(Point localization data)

::::

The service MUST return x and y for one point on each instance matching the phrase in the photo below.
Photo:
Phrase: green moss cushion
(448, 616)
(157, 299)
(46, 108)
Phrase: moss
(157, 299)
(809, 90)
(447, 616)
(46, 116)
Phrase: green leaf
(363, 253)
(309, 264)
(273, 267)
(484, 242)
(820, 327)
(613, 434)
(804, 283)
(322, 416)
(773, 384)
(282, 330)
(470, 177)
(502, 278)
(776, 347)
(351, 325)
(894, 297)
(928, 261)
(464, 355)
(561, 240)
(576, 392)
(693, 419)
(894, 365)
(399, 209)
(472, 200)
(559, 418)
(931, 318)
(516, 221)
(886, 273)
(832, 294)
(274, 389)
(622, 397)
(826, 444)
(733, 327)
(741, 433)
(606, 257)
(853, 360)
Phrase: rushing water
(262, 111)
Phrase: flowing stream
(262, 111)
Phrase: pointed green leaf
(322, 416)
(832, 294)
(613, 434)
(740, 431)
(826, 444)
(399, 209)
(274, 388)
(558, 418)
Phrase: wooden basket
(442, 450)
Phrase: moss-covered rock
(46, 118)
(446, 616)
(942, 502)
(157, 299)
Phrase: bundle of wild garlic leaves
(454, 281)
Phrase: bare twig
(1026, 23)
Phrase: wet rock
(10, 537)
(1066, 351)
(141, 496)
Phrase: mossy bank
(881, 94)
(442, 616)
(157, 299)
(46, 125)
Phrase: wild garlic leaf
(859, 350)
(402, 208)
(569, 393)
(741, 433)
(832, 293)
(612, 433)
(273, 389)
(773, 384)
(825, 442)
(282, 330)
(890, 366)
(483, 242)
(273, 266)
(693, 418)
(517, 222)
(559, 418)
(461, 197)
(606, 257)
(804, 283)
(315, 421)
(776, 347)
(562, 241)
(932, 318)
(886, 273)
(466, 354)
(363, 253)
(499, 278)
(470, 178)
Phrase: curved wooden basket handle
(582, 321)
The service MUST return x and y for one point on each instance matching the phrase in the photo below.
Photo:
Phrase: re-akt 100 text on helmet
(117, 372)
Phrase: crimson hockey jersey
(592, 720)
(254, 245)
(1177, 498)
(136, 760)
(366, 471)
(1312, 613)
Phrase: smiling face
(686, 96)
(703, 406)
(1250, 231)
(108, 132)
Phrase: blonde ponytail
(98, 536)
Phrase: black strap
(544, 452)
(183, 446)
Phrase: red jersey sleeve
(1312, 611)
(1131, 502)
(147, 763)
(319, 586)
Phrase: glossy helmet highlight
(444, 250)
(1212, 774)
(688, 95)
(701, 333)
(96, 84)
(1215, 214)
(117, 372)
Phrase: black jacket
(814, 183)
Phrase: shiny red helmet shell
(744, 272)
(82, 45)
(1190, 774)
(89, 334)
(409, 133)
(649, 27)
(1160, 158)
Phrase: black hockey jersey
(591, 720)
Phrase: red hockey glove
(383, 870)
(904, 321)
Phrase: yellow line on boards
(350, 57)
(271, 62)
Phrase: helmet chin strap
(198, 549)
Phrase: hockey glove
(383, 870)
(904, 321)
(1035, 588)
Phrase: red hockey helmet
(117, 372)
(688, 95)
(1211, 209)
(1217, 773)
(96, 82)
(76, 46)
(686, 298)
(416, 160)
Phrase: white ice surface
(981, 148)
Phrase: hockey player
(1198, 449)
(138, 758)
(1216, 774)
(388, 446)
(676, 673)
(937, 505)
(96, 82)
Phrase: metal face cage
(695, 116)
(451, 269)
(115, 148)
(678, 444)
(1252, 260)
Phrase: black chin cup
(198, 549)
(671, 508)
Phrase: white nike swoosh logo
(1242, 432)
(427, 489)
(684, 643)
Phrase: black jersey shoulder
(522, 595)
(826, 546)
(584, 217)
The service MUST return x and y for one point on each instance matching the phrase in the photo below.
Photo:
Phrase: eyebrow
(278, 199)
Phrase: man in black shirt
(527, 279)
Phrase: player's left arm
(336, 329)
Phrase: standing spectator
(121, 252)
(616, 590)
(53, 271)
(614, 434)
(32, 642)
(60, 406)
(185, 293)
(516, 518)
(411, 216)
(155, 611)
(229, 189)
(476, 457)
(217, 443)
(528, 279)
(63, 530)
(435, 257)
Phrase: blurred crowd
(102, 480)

::::

**EXERCISE DIRECTIONS**
Please give all the lines above again, exactly as they read.

**RESPONSE BELOW**
The service MUST return x and y for one point on each instance matching the phrase in the photo below.
Photo:
Phrase: green moss cushion
(448, 616)
(157, 299)
(46, 108)
Phrase: moss
(157, 299)
(809, 90)
(447, 616)
(46, 116)
Phrase: green leaf
(363, 253)
(309, 264)
(273, 267)
(484, 242)
(820, 327)
(613, 434)
(804, 283)
(322, 416)
(773, 384)
(282, 330)
(470, 177)
(502, 278)
(776, 347)
(351, 325)
(894, 297)
(928, 261)
(464, 355)
(561, 240)
(576, 392)
(693, 419)
(894, 365)
(399, 209)
(472, 200)
(559, 418)
(931, 318)
(516, 221)
(886, 273)
(832, 294)
(274, 389)
(622, 397)
(826, 444)
(733, 327)
(741, 433)
(606, 257)
(853, 360)
Phrase: rushing water
(262, 111)
Phrase: flowing stream
(262, 111)
Phrase: pointed green leaf
(322, 416)
(832, 294)
(613, 434)
(740, 431)
(826, 444)
(399, 209)
(274, 388)
(558, 418)
Phrase: wooden basket
(442, 450)
Phrase: moss-covered rock
(46, 118)
(446, 616)
(942, 502)
(157, 299)
Phrase: bundle of wild garlic leaves
(454, 281)
Phrase: bare twig
(1026, 23)
Phrase: wet rock
(10, 537)
(1066, 351)
(141, 496)
Phrase: mossy bank
(881, 94)
(442, 616)
(157, 299)
(46, 125)
Phrase: wild garlic leaf
(859, 350)
(402, 208)
(569, 393)
(741, 433)
(832, 293)
(612, 433)
(273, 389)
(773, 384)
(825, 442)
(282, 330)
(890, 366)
(483, 242)
(273, 266)
(693, 418)
(517, 222)
(559, 418)
(461, 197)
(606, 257)
(804, 283)
(315, 421)
(776, 347)
(562, 241)
(932, 318)
(886, 273)
(466, 354)
(363, 253)
(499, 278)
(470, 178)
Phrase: curved wooden basket handle
(582, 321)
The service MUST return x and y for one point on each instance matching the phrase in the photo below.
Photo:
Phrase: re-akt 100 text on helmet
(117, 372)
Phrase: crimson hockey jersey
(592, 720)
(254, 245)
(1177, 498)
(136, 760)
(366, 471)
(1312, 613)
Phrase: smiling face
(686, 96)
(703, 406)
(1250, 231)
(108, 132)
Phrase: blonde ponytail
(98, 536)
Phrase: black strap
(544, 452)
(183, 446)
Phrase: red jersey sleeve
(1312, 611)
(1131, 502)
(147, 763)
(319, 586)
Phrase: glossy helmet highlight
(444, 250)
(1212, 774)
(688, 95)
(701, 333)
(96, 84)
(1215, 214)
(117, 372)
Phrase: black jacket
(814, 183)
Phrase: shiny red helmet shell
(744, 272)
(82, 45)
(1190, 774)
(89, 334)
(409, 133)
(649, 27)
(1160, 158)
Phrase: black hockey jersey
(591, 720)
Phrase: red hockey glove
(383, 870)
(904, 321)
Phrase: yellow line on boards
(350, 57)
(271, 62)
Phrase: helmet chin strap
(198, 549)
Phrase: hockey glove
(383, 870)
(904, 321)
(1035, 588)
Phrase: red hockey helmet
(117, 372)
(688, 95)
(1211, 209)
(1217, 773)
(96, 82)
(76, 46)
(686, 298)
(416, 160)
Phrase: white ice surface
(981, 148)
Phrase: hockey player
(1198, 449)
(138, 758)
(1216, 774)
(388, 446)
(676, 673)
(937, 505)
(96, 82)
Phrase: metal face cage
(695, 116)
(451, 269)
(115, 148)
(678, 444)
(1252, 260)
Phrase: black chin cup
(198, 549)
(671, 508)
Phrase: white nike swoosh logo
(1242, 432)
(427, 489)
(684, 643)
Phrase: black jersey shoulder
(522, 595)
(826, 546)
(584, 217)
The service MUST return x and y for one point on each instance matching the phrase in the photo below.
Photo:
Phrase: eyebrow
(278, 199)
Phrase: man in black shirt
(527, 279)
Phrase: player's left arm
(336, 329)
Phrase: standing spectator
(121, 252)
(616, 590)
(53, 271)
(614, 434)
(32, 642)
(60, 406)
(185, 293)
(516, 518)
(411, 216)
(155, 611)
(229, 189)
(476, 457)
(217, 443)
(528, 279)
(63, 530)
(435, 257)
Phrase: blurred crowd
(102, 480)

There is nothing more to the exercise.